RE: [DNS] Marketing 101

RE: [DNS] Marketing 101

From: Discount Domain Name Services <rod§ddns.com.au>
Date: Wed, 24 Nov 2004 10:39:46 +1100
I agree Marty. Auda should have had a press release out in the marketplace
Dare I say "education"

-----Original Message-----
From: Marty Drill - Domain Candy [mailto:marty&#167;domaincandy.com.au] 
Sent: Tuesday, November 23, 2004 9:16 PM
To: dns&#167;dotau.org
Subject: RE: [DNS] Marketing 101

Interestingly the home page of the .com site is different today to
yesterday. An entry page has appeared, which for unsuspecting kids (and
their parents), is a good thing.

I suggest there were some Telstra execs making some pleading phone calls
with bags of cash in the waiting, to get it to happen.

* **Tasks to complete**
a. Decide whether each statement agrees with the email thread, and support each yes or no with the deciding words of the thread: (i) The reply from Discount Domain Name Services is dated Wed, 24 Nov 2004. (ii) Marty Drill reports that the home page of the .com site is unchanged from the day before. (iii) The new entry page is called a good thing for unsuspecting kids and their parents.
b. Show every line of the entries that contains the word "cabinet".
The email thread and the entries that come after it are separate material.

[Dataset items]
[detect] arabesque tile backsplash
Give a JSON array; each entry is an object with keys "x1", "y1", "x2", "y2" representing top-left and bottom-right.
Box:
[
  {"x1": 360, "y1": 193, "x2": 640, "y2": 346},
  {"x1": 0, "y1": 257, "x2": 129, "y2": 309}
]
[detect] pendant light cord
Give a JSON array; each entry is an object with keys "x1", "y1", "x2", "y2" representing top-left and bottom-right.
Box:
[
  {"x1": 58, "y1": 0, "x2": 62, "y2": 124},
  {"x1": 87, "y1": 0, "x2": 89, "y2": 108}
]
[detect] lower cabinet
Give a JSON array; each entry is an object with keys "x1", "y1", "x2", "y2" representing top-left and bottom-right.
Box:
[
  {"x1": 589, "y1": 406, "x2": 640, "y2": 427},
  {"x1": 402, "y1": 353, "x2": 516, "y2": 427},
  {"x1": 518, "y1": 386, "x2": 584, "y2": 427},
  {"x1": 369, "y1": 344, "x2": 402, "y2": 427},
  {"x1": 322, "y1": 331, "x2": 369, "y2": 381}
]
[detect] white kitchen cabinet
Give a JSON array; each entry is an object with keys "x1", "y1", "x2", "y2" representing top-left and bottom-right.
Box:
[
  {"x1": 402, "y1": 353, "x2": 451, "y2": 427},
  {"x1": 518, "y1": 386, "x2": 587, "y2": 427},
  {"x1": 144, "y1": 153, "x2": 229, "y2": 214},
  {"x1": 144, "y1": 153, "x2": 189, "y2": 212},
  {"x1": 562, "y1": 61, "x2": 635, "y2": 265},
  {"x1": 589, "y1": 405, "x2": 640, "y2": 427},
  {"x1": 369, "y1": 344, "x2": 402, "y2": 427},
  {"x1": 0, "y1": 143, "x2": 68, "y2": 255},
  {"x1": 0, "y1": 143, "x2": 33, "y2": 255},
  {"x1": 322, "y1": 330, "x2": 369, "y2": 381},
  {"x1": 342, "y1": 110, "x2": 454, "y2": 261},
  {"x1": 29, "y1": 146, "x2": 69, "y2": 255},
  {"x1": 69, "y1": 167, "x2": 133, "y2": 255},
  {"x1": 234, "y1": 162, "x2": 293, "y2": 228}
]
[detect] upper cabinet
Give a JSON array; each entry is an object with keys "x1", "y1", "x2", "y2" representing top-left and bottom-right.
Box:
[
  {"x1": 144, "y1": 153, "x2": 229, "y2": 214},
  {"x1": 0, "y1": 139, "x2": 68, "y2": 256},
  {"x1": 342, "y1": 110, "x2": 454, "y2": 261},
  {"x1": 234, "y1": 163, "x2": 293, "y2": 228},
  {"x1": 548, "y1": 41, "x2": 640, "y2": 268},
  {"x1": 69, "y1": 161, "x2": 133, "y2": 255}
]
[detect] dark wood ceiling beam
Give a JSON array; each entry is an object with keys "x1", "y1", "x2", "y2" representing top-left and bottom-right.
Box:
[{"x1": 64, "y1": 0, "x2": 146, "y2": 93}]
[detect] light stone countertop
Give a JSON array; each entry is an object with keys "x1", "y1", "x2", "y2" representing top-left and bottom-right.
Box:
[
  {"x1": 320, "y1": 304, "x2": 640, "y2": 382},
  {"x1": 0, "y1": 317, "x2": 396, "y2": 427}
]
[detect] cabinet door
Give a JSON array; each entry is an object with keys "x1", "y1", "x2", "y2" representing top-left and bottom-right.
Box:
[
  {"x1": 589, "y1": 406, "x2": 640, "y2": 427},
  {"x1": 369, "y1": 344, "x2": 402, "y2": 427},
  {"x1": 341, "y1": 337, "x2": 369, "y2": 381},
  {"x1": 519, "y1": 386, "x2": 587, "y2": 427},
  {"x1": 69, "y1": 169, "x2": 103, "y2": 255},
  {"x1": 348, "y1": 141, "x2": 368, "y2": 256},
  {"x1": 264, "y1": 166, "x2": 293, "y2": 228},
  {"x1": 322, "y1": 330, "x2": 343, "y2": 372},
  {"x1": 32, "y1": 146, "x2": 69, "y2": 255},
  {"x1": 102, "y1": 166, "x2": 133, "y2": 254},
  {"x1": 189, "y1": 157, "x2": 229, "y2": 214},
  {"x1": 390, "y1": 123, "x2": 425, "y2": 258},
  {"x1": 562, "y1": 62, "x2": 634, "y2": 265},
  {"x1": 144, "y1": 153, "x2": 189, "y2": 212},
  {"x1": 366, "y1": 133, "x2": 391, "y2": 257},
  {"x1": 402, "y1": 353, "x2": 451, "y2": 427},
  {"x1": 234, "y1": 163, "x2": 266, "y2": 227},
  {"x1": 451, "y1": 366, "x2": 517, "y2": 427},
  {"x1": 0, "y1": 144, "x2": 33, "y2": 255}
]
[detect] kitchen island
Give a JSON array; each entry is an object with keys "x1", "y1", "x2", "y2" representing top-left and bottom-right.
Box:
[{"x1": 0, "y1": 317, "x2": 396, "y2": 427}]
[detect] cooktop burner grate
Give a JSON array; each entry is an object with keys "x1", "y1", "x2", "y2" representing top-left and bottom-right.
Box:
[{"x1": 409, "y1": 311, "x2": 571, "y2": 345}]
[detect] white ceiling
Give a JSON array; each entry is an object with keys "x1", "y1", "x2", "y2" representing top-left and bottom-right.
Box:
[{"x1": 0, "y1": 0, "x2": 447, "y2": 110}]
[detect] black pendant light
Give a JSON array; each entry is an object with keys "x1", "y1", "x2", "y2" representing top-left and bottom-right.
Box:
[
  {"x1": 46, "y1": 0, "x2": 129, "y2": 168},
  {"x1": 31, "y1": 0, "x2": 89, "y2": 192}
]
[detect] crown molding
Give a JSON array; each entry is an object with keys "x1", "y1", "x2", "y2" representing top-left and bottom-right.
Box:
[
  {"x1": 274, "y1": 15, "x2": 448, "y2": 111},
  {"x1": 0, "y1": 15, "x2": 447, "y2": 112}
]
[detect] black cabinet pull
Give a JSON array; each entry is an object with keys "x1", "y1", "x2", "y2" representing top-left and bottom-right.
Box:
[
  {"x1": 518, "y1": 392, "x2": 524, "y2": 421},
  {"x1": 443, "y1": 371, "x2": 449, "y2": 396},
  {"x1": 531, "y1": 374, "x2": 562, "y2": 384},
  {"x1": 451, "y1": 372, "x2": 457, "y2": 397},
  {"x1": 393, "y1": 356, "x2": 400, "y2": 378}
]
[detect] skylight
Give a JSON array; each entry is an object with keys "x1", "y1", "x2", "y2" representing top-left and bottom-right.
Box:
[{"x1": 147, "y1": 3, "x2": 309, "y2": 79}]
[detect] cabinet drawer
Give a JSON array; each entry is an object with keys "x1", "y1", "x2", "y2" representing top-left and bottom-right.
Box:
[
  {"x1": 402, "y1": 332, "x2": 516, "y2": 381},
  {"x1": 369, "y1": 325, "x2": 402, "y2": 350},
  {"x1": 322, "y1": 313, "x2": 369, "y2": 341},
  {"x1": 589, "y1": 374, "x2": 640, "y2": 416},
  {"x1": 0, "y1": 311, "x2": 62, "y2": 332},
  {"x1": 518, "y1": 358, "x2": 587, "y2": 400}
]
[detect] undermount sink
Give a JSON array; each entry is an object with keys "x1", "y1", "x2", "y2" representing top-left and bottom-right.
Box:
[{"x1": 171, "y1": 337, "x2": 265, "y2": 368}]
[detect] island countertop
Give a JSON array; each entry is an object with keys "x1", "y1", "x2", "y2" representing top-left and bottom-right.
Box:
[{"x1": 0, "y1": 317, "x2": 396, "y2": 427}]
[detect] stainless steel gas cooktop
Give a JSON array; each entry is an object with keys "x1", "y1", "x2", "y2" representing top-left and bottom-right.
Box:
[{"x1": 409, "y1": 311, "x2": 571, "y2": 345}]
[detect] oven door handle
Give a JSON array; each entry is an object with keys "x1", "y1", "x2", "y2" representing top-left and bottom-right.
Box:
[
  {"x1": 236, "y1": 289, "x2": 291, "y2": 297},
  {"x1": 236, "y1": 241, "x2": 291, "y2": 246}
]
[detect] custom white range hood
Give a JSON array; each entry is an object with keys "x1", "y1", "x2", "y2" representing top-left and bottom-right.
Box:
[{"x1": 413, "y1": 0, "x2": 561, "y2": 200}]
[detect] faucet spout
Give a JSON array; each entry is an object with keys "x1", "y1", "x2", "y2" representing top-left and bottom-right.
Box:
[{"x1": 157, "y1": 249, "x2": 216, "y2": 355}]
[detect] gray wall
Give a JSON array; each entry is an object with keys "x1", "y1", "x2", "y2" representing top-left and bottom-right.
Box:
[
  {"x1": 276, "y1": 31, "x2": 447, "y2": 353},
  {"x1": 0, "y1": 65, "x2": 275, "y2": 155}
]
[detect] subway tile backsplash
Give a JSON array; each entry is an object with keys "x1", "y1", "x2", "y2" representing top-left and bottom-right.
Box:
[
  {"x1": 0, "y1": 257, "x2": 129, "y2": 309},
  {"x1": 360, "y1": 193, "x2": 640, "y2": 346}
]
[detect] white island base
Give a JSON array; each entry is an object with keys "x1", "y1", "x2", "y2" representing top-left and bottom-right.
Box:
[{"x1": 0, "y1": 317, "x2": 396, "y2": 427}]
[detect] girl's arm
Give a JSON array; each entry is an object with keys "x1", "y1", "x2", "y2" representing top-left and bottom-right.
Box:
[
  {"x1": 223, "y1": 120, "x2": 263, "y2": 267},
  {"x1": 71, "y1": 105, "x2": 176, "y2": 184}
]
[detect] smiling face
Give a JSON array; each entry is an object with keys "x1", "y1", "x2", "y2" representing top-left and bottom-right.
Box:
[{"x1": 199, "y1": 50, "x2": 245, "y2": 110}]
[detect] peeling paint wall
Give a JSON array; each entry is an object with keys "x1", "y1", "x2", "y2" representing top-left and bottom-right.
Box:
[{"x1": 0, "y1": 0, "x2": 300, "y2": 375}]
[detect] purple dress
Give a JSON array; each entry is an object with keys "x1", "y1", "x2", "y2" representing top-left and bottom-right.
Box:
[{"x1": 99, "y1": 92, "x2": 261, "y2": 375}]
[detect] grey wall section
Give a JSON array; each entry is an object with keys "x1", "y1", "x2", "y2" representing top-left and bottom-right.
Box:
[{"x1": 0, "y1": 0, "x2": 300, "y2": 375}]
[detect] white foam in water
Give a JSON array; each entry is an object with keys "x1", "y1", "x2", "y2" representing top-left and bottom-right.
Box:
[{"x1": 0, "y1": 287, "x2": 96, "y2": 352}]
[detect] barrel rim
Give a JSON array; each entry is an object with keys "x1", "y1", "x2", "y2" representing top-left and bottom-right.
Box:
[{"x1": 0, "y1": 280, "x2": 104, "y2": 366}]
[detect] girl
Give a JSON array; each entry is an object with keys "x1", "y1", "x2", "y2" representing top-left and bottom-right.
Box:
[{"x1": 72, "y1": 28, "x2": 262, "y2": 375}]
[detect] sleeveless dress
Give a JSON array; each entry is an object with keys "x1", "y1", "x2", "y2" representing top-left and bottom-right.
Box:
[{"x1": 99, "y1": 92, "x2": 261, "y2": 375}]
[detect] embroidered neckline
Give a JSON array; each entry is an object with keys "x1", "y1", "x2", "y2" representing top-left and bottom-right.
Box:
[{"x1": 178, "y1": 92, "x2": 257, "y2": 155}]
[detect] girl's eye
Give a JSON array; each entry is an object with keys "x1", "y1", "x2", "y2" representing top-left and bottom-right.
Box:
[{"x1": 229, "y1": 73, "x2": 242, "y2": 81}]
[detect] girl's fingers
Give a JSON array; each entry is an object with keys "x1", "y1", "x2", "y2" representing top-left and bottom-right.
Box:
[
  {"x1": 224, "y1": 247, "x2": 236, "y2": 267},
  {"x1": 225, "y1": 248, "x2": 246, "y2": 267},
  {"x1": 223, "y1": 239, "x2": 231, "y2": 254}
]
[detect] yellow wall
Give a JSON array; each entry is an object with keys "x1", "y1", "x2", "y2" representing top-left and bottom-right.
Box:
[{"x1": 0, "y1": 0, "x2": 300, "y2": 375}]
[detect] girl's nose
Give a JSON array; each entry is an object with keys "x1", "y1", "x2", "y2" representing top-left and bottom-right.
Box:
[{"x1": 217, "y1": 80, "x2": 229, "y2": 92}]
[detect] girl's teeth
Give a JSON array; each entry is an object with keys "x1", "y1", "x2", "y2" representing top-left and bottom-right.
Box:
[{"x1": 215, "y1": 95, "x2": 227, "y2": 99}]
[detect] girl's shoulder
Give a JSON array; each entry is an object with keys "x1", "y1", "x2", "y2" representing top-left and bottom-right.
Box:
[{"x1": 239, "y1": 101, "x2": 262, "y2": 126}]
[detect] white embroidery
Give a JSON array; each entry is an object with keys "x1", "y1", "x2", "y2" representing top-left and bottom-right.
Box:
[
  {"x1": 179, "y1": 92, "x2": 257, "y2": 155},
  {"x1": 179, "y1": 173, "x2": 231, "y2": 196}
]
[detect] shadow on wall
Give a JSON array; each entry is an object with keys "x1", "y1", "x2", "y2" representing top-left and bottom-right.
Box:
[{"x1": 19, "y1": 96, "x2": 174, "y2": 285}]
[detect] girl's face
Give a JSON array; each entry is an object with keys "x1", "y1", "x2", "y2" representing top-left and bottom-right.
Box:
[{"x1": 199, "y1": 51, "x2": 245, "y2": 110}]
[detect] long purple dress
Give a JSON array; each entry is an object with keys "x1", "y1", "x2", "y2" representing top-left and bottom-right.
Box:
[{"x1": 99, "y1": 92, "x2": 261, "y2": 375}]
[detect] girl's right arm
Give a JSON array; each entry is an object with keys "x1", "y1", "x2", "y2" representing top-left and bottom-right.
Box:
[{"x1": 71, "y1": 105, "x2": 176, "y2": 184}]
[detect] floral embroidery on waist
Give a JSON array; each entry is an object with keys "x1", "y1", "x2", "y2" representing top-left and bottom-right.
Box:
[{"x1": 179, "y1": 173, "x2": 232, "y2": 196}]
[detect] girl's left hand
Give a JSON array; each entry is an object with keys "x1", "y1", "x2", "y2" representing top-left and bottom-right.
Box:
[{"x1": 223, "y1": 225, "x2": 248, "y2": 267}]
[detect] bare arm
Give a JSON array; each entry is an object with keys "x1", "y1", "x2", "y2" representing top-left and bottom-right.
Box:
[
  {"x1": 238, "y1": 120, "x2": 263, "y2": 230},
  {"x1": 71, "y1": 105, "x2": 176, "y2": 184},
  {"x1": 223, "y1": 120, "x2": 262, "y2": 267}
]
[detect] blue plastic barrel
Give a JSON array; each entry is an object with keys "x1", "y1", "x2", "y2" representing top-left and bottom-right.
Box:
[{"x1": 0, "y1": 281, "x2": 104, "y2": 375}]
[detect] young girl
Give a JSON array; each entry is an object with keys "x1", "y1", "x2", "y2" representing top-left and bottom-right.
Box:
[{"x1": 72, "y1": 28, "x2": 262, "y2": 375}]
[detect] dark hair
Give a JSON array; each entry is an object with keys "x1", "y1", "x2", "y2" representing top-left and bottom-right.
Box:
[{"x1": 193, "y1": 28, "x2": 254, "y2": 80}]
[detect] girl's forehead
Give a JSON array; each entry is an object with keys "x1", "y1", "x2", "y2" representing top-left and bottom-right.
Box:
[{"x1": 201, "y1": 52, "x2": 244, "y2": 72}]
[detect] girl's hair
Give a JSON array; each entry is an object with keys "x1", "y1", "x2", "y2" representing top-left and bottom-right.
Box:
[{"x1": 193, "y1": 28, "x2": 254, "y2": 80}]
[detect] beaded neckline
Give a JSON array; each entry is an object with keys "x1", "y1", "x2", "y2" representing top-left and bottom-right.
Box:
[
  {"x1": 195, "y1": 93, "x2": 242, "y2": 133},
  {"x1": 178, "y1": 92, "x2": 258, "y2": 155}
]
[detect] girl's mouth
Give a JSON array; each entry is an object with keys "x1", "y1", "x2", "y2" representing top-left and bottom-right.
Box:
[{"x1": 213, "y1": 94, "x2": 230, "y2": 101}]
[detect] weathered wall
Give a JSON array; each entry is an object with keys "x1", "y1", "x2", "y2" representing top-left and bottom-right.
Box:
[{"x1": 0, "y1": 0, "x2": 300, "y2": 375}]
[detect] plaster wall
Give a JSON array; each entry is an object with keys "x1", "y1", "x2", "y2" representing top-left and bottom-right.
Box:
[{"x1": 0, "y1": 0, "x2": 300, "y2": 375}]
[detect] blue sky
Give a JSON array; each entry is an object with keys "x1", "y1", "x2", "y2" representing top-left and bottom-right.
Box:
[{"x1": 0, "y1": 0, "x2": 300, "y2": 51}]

* **Task-by-task answers**
a.
(i) Yes: "Date: Wed, 24 Nov 2004 10:39:46 +1100"
(ii) No: "the home page of the .com site is different today to yesterday"
(iii) Yes: "for unsuspecting kids (and their parents), is a good thing"

b.
[detect] lower cabinet
[detect] white kitchen cabinet
[detect] upper cabinet
[detect] cabinet door
[detect] black cabinet pull
[detect] cabinet drawer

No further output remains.